Scan the entries for lines containing the string "background". Reply with how many there are, and nothing else.

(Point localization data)
————————

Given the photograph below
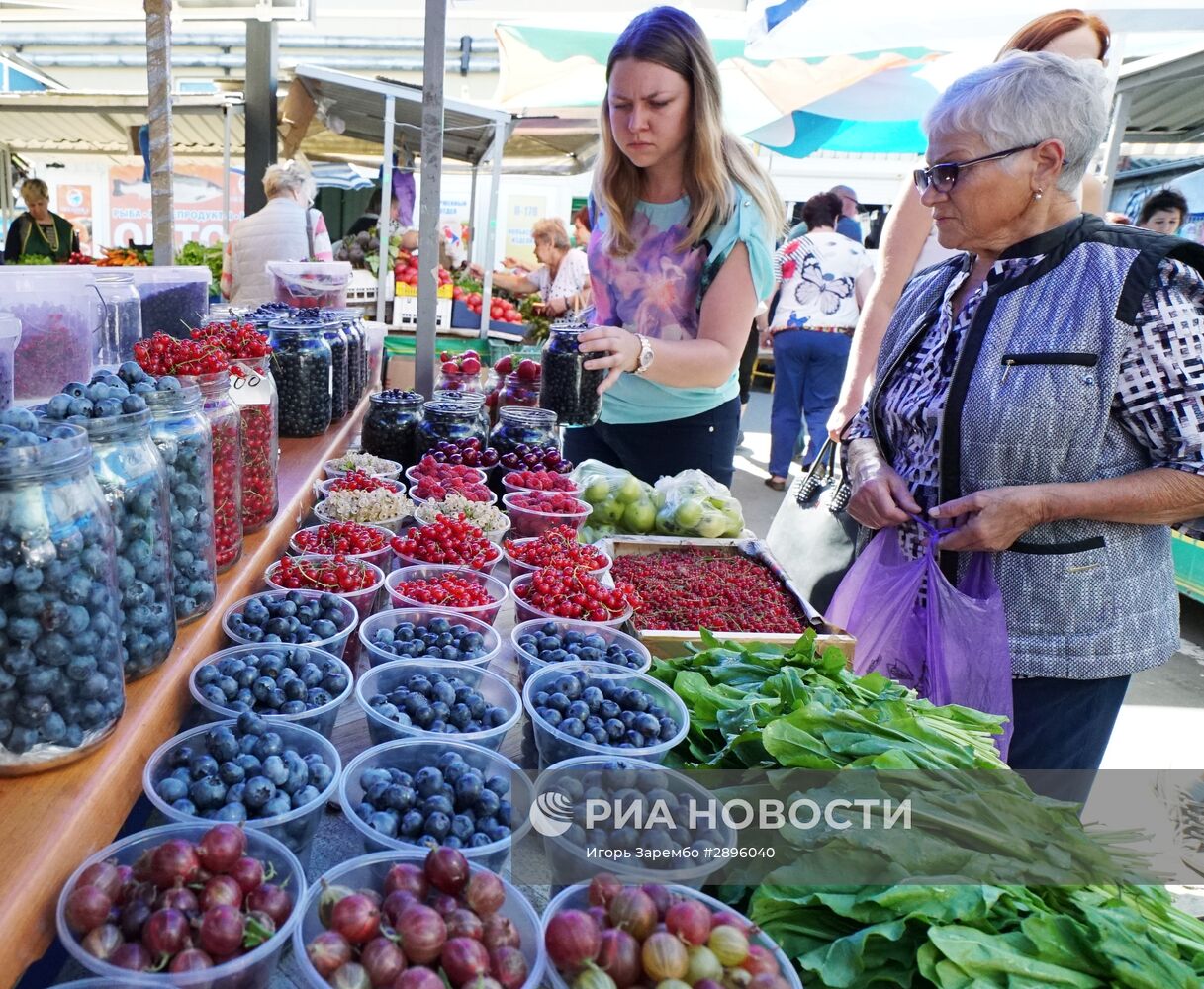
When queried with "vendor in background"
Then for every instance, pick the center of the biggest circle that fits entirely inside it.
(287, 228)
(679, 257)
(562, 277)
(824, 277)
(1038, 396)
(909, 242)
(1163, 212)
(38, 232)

————————

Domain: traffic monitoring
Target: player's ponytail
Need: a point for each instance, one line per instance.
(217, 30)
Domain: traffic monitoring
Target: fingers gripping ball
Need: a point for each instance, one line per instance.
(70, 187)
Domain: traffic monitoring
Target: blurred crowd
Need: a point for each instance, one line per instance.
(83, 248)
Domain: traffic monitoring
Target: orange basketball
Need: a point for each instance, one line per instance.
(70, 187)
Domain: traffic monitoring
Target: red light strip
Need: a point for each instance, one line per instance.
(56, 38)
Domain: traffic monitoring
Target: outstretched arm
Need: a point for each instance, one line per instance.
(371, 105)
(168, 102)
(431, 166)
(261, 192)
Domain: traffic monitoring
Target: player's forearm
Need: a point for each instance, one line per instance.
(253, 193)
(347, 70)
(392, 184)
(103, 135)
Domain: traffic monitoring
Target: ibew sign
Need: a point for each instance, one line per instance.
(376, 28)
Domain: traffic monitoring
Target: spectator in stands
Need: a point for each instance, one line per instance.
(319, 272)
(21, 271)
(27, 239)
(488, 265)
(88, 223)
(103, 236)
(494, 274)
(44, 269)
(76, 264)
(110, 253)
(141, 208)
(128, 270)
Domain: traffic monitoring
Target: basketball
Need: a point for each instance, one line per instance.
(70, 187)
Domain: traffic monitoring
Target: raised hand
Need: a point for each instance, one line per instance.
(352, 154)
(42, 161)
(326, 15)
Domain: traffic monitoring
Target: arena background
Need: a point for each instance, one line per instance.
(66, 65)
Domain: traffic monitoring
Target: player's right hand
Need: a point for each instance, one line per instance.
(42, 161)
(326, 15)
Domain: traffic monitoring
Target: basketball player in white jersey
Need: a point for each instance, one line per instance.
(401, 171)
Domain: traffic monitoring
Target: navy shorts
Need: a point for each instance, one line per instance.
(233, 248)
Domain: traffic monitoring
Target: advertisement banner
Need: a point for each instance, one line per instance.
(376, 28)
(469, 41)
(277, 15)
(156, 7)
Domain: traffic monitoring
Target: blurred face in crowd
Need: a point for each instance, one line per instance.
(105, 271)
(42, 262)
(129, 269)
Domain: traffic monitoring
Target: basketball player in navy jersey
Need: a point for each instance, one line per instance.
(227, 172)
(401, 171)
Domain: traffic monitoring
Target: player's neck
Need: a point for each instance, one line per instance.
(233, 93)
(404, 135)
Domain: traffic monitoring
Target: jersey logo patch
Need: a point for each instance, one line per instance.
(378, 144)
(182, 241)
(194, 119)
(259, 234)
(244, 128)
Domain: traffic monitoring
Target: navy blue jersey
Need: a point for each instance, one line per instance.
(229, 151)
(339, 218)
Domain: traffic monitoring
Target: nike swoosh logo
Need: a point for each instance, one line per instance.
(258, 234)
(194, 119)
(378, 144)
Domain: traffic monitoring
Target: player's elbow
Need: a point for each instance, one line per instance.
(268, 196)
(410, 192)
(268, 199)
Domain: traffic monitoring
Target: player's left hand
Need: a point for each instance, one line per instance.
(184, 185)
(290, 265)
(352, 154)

————————

EXERCISE ANSWER
2